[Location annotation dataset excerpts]
+---+
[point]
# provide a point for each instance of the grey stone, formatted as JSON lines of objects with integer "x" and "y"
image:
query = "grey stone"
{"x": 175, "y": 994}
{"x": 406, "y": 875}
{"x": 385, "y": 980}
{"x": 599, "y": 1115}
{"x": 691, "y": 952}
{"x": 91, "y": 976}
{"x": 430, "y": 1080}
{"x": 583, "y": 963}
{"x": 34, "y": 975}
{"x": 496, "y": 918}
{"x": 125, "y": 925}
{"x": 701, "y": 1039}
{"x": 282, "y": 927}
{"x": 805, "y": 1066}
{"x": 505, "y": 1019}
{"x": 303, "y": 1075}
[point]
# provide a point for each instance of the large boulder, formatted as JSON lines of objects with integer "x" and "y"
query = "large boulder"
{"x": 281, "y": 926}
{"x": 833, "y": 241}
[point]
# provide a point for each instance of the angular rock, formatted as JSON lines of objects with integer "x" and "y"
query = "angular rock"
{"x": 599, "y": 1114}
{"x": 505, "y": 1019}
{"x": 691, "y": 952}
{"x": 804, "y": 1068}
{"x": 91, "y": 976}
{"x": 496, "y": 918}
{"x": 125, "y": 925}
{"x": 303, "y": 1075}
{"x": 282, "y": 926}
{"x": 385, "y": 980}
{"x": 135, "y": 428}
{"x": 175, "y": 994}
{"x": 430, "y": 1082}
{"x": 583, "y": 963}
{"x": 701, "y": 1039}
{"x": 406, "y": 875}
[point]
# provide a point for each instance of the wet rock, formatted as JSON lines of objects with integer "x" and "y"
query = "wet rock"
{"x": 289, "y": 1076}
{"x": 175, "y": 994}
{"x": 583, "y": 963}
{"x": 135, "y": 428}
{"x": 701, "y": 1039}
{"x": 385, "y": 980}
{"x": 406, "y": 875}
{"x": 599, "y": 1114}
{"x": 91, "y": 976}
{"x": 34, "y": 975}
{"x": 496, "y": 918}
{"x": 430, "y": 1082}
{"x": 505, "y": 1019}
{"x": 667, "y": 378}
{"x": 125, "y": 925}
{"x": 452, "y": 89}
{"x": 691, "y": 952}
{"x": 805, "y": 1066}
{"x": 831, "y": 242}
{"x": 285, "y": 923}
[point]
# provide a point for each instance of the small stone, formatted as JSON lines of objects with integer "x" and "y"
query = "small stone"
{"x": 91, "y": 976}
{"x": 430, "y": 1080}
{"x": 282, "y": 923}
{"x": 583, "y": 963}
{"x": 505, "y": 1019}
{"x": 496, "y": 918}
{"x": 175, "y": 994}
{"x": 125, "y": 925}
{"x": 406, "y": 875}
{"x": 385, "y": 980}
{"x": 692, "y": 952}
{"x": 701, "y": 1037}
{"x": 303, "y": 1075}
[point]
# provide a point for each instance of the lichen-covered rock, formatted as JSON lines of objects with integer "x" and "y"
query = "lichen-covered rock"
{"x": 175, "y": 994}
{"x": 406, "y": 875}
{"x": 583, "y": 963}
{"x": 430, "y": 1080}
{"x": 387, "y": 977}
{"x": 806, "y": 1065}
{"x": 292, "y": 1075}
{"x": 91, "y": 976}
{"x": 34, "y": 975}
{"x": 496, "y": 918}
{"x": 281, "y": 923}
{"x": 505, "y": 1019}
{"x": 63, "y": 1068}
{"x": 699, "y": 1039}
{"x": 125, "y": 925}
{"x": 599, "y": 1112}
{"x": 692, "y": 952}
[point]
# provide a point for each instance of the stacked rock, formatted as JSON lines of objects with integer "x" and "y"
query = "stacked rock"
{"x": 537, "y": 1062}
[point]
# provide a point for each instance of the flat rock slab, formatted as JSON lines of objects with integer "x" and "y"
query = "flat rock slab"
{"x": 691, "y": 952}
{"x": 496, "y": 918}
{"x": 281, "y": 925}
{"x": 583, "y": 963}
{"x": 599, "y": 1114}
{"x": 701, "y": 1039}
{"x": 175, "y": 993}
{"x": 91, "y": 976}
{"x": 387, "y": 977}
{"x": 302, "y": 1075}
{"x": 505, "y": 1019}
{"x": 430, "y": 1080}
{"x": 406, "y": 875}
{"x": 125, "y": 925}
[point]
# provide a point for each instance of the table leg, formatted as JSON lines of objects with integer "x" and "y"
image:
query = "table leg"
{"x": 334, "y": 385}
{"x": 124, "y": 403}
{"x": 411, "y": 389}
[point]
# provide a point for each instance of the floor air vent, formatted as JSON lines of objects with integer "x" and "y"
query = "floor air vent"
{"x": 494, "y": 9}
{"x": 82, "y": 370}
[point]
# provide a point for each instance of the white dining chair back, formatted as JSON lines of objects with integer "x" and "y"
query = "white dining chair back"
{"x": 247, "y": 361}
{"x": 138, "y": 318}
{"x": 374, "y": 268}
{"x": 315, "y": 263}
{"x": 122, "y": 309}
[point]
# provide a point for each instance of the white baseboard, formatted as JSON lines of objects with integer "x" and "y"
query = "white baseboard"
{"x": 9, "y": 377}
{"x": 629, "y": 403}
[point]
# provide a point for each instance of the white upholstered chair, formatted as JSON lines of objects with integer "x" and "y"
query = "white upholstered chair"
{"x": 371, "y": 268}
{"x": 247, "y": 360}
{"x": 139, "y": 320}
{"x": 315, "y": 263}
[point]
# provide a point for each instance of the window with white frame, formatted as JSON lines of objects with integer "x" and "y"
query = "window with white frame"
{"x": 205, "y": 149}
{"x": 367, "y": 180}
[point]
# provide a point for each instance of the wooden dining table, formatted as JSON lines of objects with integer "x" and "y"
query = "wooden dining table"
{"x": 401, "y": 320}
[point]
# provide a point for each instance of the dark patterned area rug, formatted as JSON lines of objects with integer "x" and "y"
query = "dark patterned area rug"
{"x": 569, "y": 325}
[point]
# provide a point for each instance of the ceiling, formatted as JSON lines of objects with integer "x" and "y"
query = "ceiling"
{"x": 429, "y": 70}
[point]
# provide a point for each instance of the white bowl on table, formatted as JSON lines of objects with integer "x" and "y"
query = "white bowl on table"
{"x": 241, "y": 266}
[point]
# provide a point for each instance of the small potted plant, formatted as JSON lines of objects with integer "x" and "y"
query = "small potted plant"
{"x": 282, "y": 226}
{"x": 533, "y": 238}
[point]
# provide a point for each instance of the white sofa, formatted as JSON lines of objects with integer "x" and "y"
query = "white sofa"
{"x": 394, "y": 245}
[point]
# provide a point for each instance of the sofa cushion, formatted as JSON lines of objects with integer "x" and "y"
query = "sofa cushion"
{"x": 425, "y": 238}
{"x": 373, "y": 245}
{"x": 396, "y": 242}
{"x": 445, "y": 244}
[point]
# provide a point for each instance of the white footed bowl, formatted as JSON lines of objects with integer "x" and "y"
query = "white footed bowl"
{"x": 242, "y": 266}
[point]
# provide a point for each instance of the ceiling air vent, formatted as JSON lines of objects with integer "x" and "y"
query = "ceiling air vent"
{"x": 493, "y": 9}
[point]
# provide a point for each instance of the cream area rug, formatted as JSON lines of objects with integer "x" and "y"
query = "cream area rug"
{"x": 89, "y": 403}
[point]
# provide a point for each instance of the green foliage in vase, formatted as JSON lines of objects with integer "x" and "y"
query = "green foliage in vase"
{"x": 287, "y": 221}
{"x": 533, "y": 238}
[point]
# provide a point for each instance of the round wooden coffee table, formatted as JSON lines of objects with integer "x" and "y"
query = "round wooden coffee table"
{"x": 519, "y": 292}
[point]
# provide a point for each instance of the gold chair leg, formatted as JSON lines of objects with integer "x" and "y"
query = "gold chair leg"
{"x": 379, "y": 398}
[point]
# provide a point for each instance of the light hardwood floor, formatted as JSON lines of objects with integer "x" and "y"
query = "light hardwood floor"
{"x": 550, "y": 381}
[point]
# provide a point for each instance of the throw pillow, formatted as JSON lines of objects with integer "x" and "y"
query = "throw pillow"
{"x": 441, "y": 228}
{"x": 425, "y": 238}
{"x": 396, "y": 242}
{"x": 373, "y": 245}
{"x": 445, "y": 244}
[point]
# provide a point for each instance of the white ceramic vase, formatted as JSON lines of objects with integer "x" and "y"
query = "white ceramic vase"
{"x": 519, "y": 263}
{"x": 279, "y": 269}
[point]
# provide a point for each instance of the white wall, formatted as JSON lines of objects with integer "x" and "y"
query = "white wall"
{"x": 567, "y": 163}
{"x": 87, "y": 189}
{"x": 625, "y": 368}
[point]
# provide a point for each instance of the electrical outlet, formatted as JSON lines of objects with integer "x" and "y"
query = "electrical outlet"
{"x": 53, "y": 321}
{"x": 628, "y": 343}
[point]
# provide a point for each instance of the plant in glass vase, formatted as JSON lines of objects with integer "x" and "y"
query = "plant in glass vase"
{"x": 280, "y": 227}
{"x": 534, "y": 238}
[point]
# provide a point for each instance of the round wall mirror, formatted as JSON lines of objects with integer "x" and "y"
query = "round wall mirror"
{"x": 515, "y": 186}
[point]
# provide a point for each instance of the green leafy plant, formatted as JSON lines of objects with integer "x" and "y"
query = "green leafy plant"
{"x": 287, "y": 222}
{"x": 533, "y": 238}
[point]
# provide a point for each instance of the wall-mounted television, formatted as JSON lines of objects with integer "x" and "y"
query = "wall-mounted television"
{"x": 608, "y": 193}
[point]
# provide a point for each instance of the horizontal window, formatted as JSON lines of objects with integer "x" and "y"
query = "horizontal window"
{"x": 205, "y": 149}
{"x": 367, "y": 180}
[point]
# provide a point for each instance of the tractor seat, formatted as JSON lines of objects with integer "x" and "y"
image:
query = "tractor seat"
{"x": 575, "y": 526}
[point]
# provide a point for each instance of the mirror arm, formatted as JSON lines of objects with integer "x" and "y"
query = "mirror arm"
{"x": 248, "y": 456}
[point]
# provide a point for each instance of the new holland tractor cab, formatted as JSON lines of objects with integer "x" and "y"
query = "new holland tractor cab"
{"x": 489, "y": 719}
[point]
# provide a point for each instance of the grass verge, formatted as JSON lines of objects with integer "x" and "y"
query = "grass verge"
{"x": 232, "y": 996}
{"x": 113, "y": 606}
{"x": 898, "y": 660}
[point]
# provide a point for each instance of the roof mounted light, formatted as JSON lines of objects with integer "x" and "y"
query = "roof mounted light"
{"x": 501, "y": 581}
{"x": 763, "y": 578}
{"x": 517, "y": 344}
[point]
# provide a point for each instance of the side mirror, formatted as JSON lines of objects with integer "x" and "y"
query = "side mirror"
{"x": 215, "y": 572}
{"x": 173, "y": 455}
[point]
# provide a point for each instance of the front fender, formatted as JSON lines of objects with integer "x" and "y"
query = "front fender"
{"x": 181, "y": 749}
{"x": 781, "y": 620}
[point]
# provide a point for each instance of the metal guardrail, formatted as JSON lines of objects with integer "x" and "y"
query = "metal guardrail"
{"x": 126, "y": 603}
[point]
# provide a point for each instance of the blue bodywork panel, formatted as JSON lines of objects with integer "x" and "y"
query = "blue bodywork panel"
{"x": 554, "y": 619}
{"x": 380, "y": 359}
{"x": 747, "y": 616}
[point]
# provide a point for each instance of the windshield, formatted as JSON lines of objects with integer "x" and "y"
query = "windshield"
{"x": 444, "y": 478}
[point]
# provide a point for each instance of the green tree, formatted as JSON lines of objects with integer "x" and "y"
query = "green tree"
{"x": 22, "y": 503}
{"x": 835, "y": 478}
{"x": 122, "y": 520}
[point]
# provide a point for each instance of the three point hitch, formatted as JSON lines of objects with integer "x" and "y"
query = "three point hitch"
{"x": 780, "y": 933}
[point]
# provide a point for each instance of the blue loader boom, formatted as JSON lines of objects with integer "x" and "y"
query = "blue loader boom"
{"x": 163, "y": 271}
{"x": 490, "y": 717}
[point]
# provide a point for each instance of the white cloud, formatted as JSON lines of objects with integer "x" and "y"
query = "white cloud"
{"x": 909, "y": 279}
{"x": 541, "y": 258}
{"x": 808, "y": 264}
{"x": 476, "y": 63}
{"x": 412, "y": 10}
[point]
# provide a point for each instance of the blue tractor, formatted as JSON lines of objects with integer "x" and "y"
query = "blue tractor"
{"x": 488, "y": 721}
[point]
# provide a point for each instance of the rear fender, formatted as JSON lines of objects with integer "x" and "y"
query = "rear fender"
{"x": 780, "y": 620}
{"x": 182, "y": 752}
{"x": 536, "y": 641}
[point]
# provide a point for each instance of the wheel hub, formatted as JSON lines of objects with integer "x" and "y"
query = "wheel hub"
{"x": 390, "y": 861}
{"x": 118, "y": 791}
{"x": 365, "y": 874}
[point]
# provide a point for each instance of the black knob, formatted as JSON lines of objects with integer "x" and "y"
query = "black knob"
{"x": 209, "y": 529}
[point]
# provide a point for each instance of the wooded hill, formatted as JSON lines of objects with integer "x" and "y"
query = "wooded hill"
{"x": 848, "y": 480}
+---+
- [Exercise prompt] Select every line of the listing above that contains the word "electrical". Case counts.

- [Task result]
# provide a point for each instance of the electrical outlet, formatted as JSON lines of objects with integer "x" and "y"
query = "electrical outlet"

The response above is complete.